===== Record excerpts =====

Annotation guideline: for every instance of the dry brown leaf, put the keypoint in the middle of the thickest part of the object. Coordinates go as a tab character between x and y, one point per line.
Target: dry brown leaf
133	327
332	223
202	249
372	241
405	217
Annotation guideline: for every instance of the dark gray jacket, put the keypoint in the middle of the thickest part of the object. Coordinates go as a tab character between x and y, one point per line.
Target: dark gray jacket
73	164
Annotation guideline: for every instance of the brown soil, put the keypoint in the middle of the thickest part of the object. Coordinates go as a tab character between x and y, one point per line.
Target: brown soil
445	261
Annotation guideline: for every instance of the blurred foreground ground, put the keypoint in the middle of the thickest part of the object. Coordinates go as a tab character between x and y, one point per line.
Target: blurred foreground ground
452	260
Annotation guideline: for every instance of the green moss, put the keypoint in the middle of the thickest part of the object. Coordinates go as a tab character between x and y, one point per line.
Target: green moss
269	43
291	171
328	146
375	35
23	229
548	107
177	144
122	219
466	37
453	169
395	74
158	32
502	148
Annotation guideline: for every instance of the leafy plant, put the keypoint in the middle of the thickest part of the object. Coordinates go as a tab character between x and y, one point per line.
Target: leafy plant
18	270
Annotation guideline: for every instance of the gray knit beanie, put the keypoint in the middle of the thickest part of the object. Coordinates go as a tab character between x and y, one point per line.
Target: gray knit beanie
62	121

=====

§ Problem statement:
Rewrite the listing above as a Markdown table with two columns, "n" for the row number and "Line" for the line itself, leaving out any blank lines.

§ Right answer:
| n | Line |
|---|---|
| 1 | Annotation guideline: for every instance of the dry brown leaf, put the keypoint in the middle of the thickest part of the object. Coordinates go as a tab character between x and y, one point per line. |
| 2 | Target: dry brown leaf |
| 3 | 133	327 |
| 4 | 332	223 |
| 5 | 202	249 |
| 6 | 372	241 |
| 7 | 405	217 |
| 8 | Annotation guideline: for every instance of the dark gray jacket, put the keypoint in the middle of the thickest part of the object. Coordinates go as a tab character between x and y, one point per line. |
| 9 | Target: dark gray jacket |
| 10 | 73	164 |
| 11 | Annotation guideline: for every instance of the brown soil, put the keypoint in the middle of the thickest part of the object. Coordinates go as a tab character between x and y, one point per line. |
| 12 | Target: brown soil |
| 13 | 445	261 |
| 14 | Annotation guideline: for every instance of the blurred foreground ground, put the keypoint in the middle of the thickest part of the object. Coordinates go as a tab character between x and y, one point per line. |
| 15 | Target: blurred foreground ground |
| 16 | 452	260 |
| 17 | Annotation guideline: for every instance of the green moss, put the keypoint in the middle of the thickest part of the object. Coordinates go as a tab character between x and y, one point per line. |
| 18 | Target: green moss |
| 19 | 269	43 |
| 20 | 291	171 |
| 21 | 328	146 |
| 22 | 375	35 |
| 23 | 23	229 |
| 24 | 548	107 |
| 25 | 177	144 |
| 26 | 122	219 |
| 27 | 466	37 |
| 28 | 453	169 |
| 29 | 395	74 |
| 30 | 158	32 |
| 31 | 502	148 |
| 32 | Annotation guideline: for every instance of the leafy plant, put the keypoint in the middle of the thickest part of the object. Coordinates go as a tab character between x and y, one point per line. |
| 33 | Target: leafy plant |
| 34 | 18	270 |
| 35 | Annotation guideline: for every instance of the gray knit beanie, put the keypoint in the middle of the thickest part of the object. Coordinates go as a tab character between x and y, one point per line. |
| 36 | Target: gray knit beanie |
| 37 | 62	121 |